#### GIVEN INSTRUCTION:
Rewrite every item below, replacing "farthest from" with "most distant from" and leaving everything else unchanged.

#### STORED DATA:
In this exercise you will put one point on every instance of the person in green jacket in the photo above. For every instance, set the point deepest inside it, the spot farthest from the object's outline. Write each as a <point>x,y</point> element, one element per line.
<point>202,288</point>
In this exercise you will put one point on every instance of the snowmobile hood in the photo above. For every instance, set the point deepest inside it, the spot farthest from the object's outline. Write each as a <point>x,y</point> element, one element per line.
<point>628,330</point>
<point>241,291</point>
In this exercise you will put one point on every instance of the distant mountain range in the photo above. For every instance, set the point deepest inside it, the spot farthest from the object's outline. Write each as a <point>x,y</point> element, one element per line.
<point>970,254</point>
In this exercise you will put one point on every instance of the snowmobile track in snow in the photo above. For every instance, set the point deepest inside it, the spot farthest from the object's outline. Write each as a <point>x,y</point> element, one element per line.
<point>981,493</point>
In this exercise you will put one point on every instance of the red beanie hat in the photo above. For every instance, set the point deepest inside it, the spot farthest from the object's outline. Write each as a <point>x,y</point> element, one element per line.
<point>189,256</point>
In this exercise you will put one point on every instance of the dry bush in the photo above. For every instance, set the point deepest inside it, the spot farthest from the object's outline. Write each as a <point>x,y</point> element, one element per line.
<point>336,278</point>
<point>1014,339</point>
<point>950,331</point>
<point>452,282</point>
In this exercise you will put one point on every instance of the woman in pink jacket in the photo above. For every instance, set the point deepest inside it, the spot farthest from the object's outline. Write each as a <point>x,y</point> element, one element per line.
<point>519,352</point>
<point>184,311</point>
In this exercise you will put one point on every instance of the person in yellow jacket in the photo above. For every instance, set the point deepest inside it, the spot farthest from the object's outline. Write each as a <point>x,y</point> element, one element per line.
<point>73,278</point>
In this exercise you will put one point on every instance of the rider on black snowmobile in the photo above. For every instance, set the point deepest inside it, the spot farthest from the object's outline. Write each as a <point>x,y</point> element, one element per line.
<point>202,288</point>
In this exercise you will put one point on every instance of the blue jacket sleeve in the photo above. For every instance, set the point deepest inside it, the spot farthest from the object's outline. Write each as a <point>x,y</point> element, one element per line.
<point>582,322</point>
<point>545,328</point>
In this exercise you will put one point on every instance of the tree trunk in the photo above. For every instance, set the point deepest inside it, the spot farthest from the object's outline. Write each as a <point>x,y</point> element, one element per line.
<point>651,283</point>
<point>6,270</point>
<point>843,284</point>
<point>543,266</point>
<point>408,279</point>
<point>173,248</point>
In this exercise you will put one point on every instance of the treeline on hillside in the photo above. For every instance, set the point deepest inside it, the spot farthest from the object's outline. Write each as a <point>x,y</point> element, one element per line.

#### TASK RESULT:
In this exercise you will put one point on every instance of the person in green jacket in the photo above. For every instance, set the point deepest inside it, the spot most distant from the object's outline. Write each as a <point>x,y</point> element, one element per line.
<point>202,288</point>
In this exercise you will put one point on every instance of the snowmobile hood in the photo above. For every instance, set the point deepest inside it, the spot most distant from the object's outline. Write each as a <point>x,y</point> element, one element per line.
<point>628,330</point>
<point>241,291</point>
In this exercise you will put one point on every instance of the distant mountain range in the photo above. For every instance, set the point deepest inside it, the spot most distant from the object's outline. Write each as a <point>x,y</point> element, one element per line.
<point>970,254</point>
In this exercise you will put one point on every instance of the snowmobile track in snow in the photo above. For every instance, set the point deepest inside it, the spot most distant from the object's outline. Write each as a <point>x,y</point> element, one element per line.
<point>981,493</point>
In this exercise you will put one point on every instance of the red beanie hat in the photo above. For every instance, set the point deepest inside it, the spot most distant from the object's outline. Write each as a <point>x,y</point> element, one element per line.
<point>189,256</point>
In this exercise you will put one point on every instance of the dry bush in the photo above. For every instance, set the point deepest inside it, the spot most distant from the object's outline. Write each as a <point>x,y</point> element, one element per line.
<point>336,278</point>
<point>1014,339</point>
<point>950,331</point>
<point>452,282</point>
In this exercise you will put one point on every instance of the woman in pink jacket in the photo above. For every instance, set the point deepest inside it, the spot most distant from the object's outline. Write each as a <point>x,y</point> element, one element per line.
<point>519,352</point>
<point>184,311</point>
In this exercise you will put one point on every instance of the person in yellow jacket in the photo above. For every instance, set the point deepest inside it, the spot most distant from the object's outline. Write each as a <point>x,y</point> element, one element per line.
<point>73,278</point>
In this exercise you will put one point on every instance of the rider on black snowmobile in the photo above. For every instance, set the point deepest inside it, the spot most distant from the object's outline. Write each as a <point>x,y</point> element, one element per line.
<point>202,288</point>
In this exercise you will put one point on every instance of the blue jacket sleeve in the photo above. For every instance, set the point deepest inside it, the spot most distant from the object's outline. Write each as a <point>x,y</point> element, one element per line.
<point>582,322</point>
<point>545,328</point>
In this exercise you will put one point on every instance of the tree trunk in the photo above. For every instance, set the point deepest inside it, the spot most distant from the object's outline. Write each as a <point>x,y</point> element, one element per line.
<point>651,283</point>
<point>6,270</point>
<point>843,284</point>
<point>543,266</point>
<point>408,279</point>
<point>173,248</point>
In this exercise you will put one point on every instance of the treeline on hillside in the photo above. For every instance, set the point deepest inside it, the spot most distant from the object's outline. Write each as a <point>x,y</point> element, one element per line.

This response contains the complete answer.